• _Instructions for the task_: Output exactly the lines from the one with "Box child in" to the close of the records below, first and last included.

[Data items]
════════

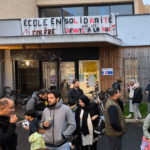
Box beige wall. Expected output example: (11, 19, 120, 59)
(37, 0, 133, 6)
(0, 0, 149, 19)
(144, 5, 150, 13)
(0, 0, 38, 19)
(138, 0, 144, 14)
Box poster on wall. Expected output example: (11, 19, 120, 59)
(21, 15, 116, 36)
(21, 17, 63, 35)
(79, 74, 84, 82)
(64, 15, 116, 35)
(68, 74, 75, 85)
(83, 61, 97, 73)
(102, 68, 113, 75)
(50, 75, 56, 86)
(88, 75, 95, 87)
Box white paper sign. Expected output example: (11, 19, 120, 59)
(64, 15, 116, 35)
(21, 17, 63, 35)
(88, 75, 95, 87)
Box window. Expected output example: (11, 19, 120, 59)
(62, 7, 84, 17)
(110, 4, 133, 15)
(88, 6, 109, 16)
(40, 8, 61, 17)
(39, 3, 133, 18)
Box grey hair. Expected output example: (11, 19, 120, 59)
(0, 98, 10, 109)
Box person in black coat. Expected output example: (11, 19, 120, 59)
(132, 82, 142, 121)
(68, 79, 84, 105)
(0, 98, 18, 150)
(145, 80, 150, 114)
(73, 95, 101, 150)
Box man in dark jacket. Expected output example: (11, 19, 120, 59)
(145, 80, 150, 114)
(0, 98, 18, 150)
(132, 82, 142, 121)
(112, 77, 122, 92)
(68, 79, 84, 105)
(26, 89, 48, 120)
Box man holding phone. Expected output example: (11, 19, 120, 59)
(0, 98, 18, 150)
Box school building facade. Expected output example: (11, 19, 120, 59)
(0, 0, 150, 100)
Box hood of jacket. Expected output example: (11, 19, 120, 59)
(29, 132, 42, 143)
(70, 104, 78, 112)
(47, 98, 63, 110)
(32, 91, 39, 99)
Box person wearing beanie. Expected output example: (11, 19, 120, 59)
(73, 95, 101, 150)
(126, 78, 136, 118)
(132, 82, 142, 122)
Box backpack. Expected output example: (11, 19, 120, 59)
(22, 97, 37, 111)
(94, 115, 105, 135)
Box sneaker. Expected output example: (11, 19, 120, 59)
(135, 119, 139, 122)
(126, 114, 132, 118)
(71, 145, 75, 149)
(69, 142, 72, 147)
(139, 116, 142, 119)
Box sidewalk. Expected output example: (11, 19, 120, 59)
(125, 118, 145, 123)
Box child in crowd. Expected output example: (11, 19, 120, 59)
(29, 124, 46, 150)
(68, 99, 78, 149)
(25, 109, 40, 136)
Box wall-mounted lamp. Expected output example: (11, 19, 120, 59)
(26, 61, 30, 66)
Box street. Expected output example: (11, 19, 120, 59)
(16, 122, 143, 150)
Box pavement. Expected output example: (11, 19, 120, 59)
(125, 118, 145, 123)
(14, 105, 144, 150)
(16, 122, 143, 150)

════════

• _Worked solution_:
Box child in crowd. Expected output example: (11, 19, 120, 59)
(29, 124, 46, 150)
(68, 99, 78, 149)
(25, 109, 40, 136)
Box wall-mounted lamp. Expected output example: (11, 19, 120, 59)
(26, 61, 30, 66)
Box street. Expected output example: (11, 19, 120, 59)
(16, 122, 143, 150)
Box pavement. Expected output example: (11, 19, 120, 59)
(125, 118, 145, 123)
(14, 105, 144, 150)
(16, 122, 143, 150)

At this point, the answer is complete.